What to do
Starting with the line containing "Point to the beach" and going on through the end of the entries, write those lines out again, switching "one pixel per instance" to "a single pixel per instance" and leaving everything else unchanged.

[START OF Dataset extract]

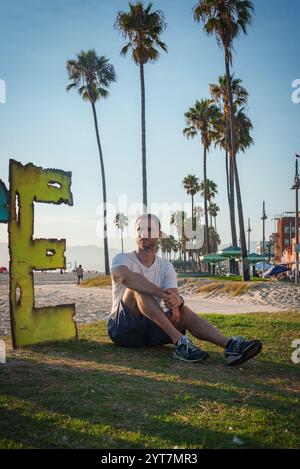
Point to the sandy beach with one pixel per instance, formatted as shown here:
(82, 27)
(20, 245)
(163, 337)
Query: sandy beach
(93, 304)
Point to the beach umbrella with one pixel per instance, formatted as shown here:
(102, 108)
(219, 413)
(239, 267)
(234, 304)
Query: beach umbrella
(213, 258)
(231, 251)
(274, 270)
(254, 258)
(262, 266)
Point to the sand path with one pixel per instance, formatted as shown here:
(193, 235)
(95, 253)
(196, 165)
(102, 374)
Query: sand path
(93, 304)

[END OF Dataset extract]

Right answer
Point to the beach umbrella with a single pixel per instance, formatted as shown here:
(102, 108)
(219, 413)
(239, 267)
(234, 304)
Query: beach umbrella
(213, 258)
(231, 251)
(274, 270)
(254, 258)
(262, 266)
Point to the sand path with a single pixel per instance, formatted as shown here:
(193, 235)
(95, 253)
(196, 165)
(102, 374)
Query: sand path
(93, 304)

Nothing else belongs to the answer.